# INSTRUCTIONS TO FOLLOW:
Pick out every row below that contains the string "holding", matching case exactly, and copy each of those rows in full.

# RECORDS FOR THE EXERCISE:
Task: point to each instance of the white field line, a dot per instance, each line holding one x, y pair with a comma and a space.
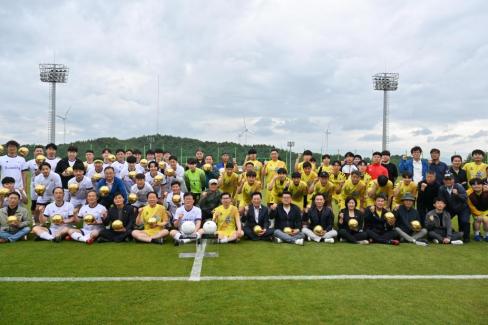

--

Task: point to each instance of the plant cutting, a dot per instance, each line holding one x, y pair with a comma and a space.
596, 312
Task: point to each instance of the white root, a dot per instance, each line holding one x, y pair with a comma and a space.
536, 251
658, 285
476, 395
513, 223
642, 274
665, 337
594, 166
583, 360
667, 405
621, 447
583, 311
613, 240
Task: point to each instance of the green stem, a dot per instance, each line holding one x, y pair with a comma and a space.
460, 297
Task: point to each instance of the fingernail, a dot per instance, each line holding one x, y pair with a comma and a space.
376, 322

# RESULT FOR THIS TASK:
Task: point to each instance of the white field line, a dot per instance, each line holding one x, y pair with a comma and a space.
Task: point to each instance of the plant cutting, a dot per instance, each line holding one x, y pair with a comma and a space.
Task: point to each instance of the white root, a dot per instance, each line holding one x, y pair with a comma and a space.
Task: point to each instance of the green stem, a dot per instance, each line holding one x, y pair with a comma and a space.
Task: point to each instance of the fingernail, a dot per instance, each line holding one x, y pair with a comma and a space.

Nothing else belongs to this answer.